ASSIGNMENT 1: Print, word for word, the part of the Bathmoceras text that starts with the words containing "Furnish and Glenister" and ends with "the order Cyrtocerinida.".
ASSIGNMENT 2: Name every person mentioned in the Bathmoceras text.

TEXT EXCERPT:
# # #
Bathmoceras Temporal range: Middle and Late Ordovician

Scientific classification
- Domain: Eukaryota
- Kingdom: Animalia
- Phylum: Mollusca
- Class: Cephalopoda
- Subclass: Nautiloidea
- Order: †Cyrtocerinida
- Family: †Bathmoceratidae
- Genus: †Bathmoceras Barrande, 1867

= Bathmoceras =

Bathmoceras is a primitive cephalopod genus from the Middle and Upper Ordovician. It is a member of the order Cyrtocerinida and is the only genus in the family Bathmoceratidae.

==Derivation==
At one time Bathmoceras was thought to have possibly given rise to Polydesmia, once thought to have been the ancestral actinocerid. Since then revision of actinocerid phylogeny and of Ordovician stratigraphy in east Asia have cast doubts on this hypothesis.

Bathmoceras is most likely derived from Eothinoceras through lengthening of the septal necks and of the inward projections of the connecting rings in a forward direction. Eothinoceras differs in that the septal necks are vestigial rather than being somewhat long as in Bathmoceras and that the inward projections of the connecting rings point straight in rather than projecting forward. Both are straight shelled or slightly exogastric. Eothinoceras is also apparently more slender.

Furnish and Glenister also included Eothinceras in the family Bathmoceratidae. R.H. Flower, 1964, separates the two genera into their respective families within the ellesmerocerid suborder Cyrtocerinina, now known as the order Cyrtocerinida.
# # #
GIVEN DATA:
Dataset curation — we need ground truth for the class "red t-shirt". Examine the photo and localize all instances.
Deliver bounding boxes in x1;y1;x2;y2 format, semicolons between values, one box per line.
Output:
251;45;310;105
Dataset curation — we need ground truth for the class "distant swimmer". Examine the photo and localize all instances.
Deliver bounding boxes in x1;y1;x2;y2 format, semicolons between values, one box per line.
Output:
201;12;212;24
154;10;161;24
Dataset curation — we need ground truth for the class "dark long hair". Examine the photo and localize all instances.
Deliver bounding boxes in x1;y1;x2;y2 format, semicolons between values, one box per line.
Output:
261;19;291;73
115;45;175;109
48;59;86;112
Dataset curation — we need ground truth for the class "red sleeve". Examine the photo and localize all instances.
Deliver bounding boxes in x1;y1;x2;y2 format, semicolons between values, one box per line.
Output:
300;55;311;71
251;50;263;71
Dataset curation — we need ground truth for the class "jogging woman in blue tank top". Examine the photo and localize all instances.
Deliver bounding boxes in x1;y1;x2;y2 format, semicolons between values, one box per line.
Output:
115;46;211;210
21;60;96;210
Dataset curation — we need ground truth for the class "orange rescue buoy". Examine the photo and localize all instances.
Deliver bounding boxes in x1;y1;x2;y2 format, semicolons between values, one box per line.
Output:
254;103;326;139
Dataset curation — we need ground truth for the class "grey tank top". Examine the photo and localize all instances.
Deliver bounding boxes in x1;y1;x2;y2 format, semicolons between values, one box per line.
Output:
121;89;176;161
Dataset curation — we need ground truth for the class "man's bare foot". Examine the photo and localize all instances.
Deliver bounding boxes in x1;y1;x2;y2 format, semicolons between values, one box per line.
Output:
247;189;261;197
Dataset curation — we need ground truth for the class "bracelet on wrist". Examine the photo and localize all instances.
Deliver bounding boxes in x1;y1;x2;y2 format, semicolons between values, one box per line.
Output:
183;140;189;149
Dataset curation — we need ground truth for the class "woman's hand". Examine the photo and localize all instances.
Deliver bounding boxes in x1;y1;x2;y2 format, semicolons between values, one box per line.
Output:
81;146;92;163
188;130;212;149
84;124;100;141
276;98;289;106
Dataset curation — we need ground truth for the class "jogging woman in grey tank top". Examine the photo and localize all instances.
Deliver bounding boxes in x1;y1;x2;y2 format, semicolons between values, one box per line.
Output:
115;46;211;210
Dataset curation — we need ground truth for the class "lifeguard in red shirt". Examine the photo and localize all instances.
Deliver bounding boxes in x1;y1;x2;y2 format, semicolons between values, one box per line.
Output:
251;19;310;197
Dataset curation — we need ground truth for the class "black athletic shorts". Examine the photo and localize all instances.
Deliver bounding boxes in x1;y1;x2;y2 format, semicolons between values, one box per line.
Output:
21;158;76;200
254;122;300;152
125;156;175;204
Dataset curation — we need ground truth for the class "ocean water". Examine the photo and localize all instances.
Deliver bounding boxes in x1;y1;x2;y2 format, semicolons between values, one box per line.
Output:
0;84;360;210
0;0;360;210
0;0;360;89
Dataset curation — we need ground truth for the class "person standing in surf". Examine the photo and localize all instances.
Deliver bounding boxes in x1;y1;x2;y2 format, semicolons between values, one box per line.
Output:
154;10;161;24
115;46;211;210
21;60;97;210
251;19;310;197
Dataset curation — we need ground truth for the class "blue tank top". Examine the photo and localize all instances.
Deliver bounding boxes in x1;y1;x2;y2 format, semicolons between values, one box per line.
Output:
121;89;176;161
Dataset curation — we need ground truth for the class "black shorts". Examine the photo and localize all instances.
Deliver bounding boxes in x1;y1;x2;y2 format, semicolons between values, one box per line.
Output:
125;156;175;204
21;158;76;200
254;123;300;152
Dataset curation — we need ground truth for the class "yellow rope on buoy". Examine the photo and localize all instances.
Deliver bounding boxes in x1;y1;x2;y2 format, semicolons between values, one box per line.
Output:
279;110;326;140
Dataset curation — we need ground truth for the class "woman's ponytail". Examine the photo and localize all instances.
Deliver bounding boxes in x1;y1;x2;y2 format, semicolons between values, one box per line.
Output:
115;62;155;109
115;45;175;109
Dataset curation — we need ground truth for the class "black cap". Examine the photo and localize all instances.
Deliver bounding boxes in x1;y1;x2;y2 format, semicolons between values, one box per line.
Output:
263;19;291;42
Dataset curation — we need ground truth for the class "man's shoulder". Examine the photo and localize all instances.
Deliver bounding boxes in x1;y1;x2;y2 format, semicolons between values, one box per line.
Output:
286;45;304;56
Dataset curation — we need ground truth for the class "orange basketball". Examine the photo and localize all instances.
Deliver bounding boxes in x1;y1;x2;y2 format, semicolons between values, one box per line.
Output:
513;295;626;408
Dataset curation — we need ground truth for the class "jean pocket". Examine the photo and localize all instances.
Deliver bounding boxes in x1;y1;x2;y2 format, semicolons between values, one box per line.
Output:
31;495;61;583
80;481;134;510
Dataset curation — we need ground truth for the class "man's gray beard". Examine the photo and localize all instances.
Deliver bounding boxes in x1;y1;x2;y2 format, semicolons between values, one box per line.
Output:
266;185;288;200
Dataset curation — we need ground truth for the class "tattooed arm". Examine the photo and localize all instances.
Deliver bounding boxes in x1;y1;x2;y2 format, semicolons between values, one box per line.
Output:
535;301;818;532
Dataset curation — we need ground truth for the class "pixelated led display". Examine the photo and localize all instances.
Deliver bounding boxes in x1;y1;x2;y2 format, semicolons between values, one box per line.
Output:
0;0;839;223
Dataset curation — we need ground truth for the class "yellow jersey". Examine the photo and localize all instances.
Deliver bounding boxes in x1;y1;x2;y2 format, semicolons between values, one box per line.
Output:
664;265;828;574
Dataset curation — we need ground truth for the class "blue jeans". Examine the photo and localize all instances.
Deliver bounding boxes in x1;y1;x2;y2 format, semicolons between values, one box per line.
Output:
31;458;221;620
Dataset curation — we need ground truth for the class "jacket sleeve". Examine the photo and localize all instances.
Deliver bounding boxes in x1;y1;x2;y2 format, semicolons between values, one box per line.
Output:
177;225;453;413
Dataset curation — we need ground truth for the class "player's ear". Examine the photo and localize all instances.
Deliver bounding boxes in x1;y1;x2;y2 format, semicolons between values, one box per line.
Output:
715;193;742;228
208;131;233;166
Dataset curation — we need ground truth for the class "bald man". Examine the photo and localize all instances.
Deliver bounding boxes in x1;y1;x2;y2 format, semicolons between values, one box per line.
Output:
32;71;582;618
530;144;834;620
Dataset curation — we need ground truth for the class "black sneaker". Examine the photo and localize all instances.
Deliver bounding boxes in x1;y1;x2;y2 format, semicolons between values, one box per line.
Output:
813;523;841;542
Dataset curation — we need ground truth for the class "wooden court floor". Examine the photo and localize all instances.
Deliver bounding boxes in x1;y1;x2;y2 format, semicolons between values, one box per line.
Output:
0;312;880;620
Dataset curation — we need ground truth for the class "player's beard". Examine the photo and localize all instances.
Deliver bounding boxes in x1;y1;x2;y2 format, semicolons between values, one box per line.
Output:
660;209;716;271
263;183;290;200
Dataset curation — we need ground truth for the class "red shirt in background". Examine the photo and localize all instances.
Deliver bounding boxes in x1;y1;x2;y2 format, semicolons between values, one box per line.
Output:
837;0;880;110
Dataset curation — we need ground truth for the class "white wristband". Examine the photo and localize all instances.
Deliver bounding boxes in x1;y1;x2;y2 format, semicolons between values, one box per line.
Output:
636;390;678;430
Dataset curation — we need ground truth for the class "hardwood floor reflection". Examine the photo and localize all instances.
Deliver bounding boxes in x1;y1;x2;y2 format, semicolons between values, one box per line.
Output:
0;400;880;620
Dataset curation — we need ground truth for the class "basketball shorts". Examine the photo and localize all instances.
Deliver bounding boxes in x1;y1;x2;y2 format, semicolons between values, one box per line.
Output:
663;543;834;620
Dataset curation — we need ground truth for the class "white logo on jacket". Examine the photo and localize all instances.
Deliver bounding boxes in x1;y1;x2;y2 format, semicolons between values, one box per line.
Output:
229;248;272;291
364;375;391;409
# # #
FINAL ANSWER 1:
Furnish and Glenister also included Eothinceras in the family Bathmoceratidae. R.H. Flower, 1964, separates the two genera into their respective families within the ellesmerocerid suborder Cyrtocerinina, now known as the order Cyrtocerinida.

FINAL ANSWER 2: Barrande, Furnish, Glenister, R.H. Flower